Exercise description >>
For this exercise, transcribe all of the records exactly as given.

Material for this exercise >>
★ ★ ★ ★

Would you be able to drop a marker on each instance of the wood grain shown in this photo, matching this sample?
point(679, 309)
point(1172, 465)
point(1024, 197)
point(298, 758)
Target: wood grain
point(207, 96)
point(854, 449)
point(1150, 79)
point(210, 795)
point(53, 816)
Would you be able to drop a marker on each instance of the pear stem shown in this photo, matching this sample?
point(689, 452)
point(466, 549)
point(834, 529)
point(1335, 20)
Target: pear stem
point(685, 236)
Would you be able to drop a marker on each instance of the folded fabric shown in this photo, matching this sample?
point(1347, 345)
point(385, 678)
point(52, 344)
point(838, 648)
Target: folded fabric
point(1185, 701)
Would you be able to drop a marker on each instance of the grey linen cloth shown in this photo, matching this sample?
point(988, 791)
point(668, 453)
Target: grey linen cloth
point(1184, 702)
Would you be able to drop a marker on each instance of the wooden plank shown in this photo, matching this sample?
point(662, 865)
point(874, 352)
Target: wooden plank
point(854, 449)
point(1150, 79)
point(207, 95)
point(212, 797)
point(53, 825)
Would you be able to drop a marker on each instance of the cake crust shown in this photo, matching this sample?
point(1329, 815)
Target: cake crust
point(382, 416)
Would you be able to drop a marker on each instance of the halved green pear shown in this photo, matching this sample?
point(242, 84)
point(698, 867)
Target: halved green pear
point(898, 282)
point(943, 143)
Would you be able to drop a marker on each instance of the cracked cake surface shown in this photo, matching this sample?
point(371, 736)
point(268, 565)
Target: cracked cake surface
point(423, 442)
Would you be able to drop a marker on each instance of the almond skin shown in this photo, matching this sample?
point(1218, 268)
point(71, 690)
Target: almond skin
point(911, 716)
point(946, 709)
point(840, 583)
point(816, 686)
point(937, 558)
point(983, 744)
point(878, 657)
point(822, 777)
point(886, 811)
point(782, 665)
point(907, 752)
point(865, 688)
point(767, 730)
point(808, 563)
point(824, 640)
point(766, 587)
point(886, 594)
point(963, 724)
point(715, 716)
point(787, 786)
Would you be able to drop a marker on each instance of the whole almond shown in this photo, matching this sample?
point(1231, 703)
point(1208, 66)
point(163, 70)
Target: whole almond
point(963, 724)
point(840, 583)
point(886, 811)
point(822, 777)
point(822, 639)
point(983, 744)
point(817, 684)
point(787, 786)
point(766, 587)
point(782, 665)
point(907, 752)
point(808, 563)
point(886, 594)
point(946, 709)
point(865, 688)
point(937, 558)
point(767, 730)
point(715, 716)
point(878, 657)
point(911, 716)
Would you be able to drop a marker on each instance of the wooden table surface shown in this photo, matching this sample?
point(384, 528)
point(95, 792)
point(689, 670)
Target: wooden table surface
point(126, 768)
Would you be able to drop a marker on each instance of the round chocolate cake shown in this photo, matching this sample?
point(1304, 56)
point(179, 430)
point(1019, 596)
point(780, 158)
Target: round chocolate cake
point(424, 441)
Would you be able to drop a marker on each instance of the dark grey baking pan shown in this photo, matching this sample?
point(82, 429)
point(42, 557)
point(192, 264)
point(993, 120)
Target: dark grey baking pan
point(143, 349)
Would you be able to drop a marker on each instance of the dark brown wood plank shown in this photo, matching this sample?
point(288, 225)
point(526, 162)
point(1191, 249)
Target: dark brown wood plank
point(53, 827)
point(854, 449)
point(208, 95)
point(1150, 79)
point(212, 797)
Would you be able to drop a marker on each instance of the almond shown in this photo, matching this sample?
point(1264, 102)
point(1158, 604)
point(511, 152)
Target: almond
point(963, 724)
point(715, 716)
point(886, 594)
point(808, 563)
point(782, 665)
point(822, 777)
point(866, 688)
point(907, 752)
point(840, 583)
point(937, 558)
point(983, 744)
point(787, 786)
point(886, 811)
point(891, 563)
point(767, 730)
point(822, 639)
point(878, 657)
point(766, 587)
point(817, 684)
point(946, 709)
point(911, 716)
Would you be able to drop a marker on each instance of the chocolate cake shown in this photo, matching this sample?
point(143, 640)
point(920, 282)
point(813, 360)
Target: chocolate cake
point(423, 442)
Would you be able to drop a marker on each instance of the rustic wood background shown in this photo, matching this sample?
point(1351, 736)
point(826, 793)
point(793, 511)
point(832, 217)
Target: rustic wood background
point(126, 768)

★ ★ ★ ★

Answer for this exercise >>
Would you be able to drop a marker on each instance of the wood grain shown in this photo, matching this sample?
point(679, 309)
point(1172, 465)
point(1024, 197)
point(298, 758)
Target: wood grain
point(207, 96)
point(854, 449)
point(1150, 79)
point(210, 795)
point(53, 816)
Would you be able to drop a marker on each instance of the pear stem shown in this photo, matching this sample?
point(689, 452)
point(466, 549)
point(834, 529)
point(1335, 20)
Target: pear stem
point(685, 236)
Would you be able to drop a marker on each instance of the folded fabric shown in this photo, matching this sample?
point(1347, 345)
point(385, 678)
point(52, 344)
point(838, 648)
Target: folded fabric
point(1185, 701)
Would you be able to drop a marker on each instance of the grey linen cloth shown in this photo, matching this sample?
point(988, 791)
point(668, 453)
Target: grey linen cloth
point(1184, 702)
Would you be able to drop a marker on each instance of the wooden plank shown in this photo, matching this sample?
point(662, 865)
point(874, 352)
Target: wooden plank
point(854, 449)
point(1150, 79)
point(207, 95)
point(212, 797)
point(53, 825)
Would you be able to drop a marker on each instance of the cake crust shown in this photo, matching this sample?
point(1329, 815)
Target: cake crust
point(382, 416)
Would you be able to drop a marker on each instance of the halved green pear shown in this photo, matching this sample?
point(242, 84)
point(698, 867)
Target: halved green pear
point(898, 282)
point(943, 143)
Would you be able to drop a marker on each instance of the cracked cake surface shown in this photo, matching this sample?
point(371, 736)
point(268, 565)
Target: cracked cake surface
point(423, 442)
Would you be able to drop a marker on each instance of the almond skin shown in this photo, matching this sample?
point(1218, 268)
point(71, 690)
Target: almond skin
point(911, 716)
point(946, 709)
point(840, 583)
point(816, 686)
point(937, 558)
point(983, 744)
point(878, 657)
point(822, 777)
point(886, 811)
point(782, 665)
point(907, 752)
point(865, 688)
point(767, 730)
point(808, 563)
point(824, 640)
point(766, 587)
point(886, 594)
point(963, 724)
point(715, 716)
point(787, 786)
Would you be able to drop a marker on each instance of the whole almond shown in this photo, matching this sample?
point(1231, 703)
point(1208, 66)
point(163, 70)
Target: whole almond
point(963, 724)
point(840, 583)
point(886, 811)
point(822, 777)
point(822, 639)
point(983, 744)
point(817, 684)
point(787, 786)
point(766, 587)
point(782, 665)
point(907, 752)
point(808, 563)
point(886, 594)
point(946, 709)
point(865, 688)
point(937, 558)
point(767, 730)
point(715, 716)
point(878, 657)
point(911, 716)
Would you be able to drop a marker on each instance of the wooden table surface shown in this photo, matching this sample?
point(384, 528)
point(95, 792)
point(689, 670)
Target: wooden table surface
point(126, 768)
Would you be able to drop a marker on each instance of the round chocolate cake shown in this photo, matching this sample?
point(1304, 56)
point(179, 430)
point(1019, 596)
point(780, 158)
Target: round chocolate cake
point(424, 441)
Would you be able to drop a marker on each instance of the dark grey baking pan shown in this photo, matching this sample?
point(82, 429)
point(42, 557)
point(192, 264)
point(993, 120)
Target: dark grey baking pan
point(143, 349)
Would you be able to drop a marker on each instance of the dark brown wood plank shown in this photo, matching this sample?
point(288, 225)
point(526, 162)
point(1191, 249)
Target: dark brown wood plank
point(53, 827)
point(854, 449)
point(208, 95)
point(1150, 79)
point(212, 797)
Would you be able to drop a marker on each instance of the almond shown in this photo, matching this sample?
point(1264, 102)
point(1158, 604)
point(511, 152)
Target: almond
point(963, 724)
point(715, 716)
point(886, 594)
point(808, 563)
point(782, 665)
point(822, 777)
point(866, 688)
point(907, 752)
point(840, 583)
point(937, 558)
point(983, 744)
point(787, 786)
point(886, 811)
point(891, 563)
point(767, 730)
point(822, 639)
point(878, 657)
point(766, 587)
point(817, 684)
point(946, 709)
point(911, 716)
Would you be able to drop a marker on each instance of the chocolate cake shown in this photo, matching this sample?
point(143, 640)
point(920, 282)
point(813, 360)
Target: chocolate cake
point(423, 442)
Would you be able to drop a marker on each instance of the rustic wood background shown in this photo, matching this sample?
point(1351, 736)
point(826, 793)
point(793, 511)
point(832, 217)
Target: rustic wood background
point(126, 768)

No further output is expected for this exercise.